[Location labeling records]
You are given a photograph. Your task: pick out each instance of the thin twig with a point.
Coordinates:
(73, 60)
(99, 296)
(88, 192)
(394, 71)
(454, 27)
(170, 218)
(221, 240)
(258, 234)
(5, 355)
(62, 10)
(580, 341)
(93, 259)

[SET PROBLEM] Rewrite all of the lines above, including the requests, with every coordinate multiplied by 1.85 and rounded to the nearest whole number, with halves rounded up.

[REPLY]
You are given a photograph. Your task: pick out each instance of the thin twig with a point.
Coordinates:
(135, 111)
(183, 548)
(163, 355)
(729, 131)
(840, 50)
(315, 403)
(409, 444)
(477, 433)
(9, 657)
(115, 19)
(1073, 631)
(172, 479)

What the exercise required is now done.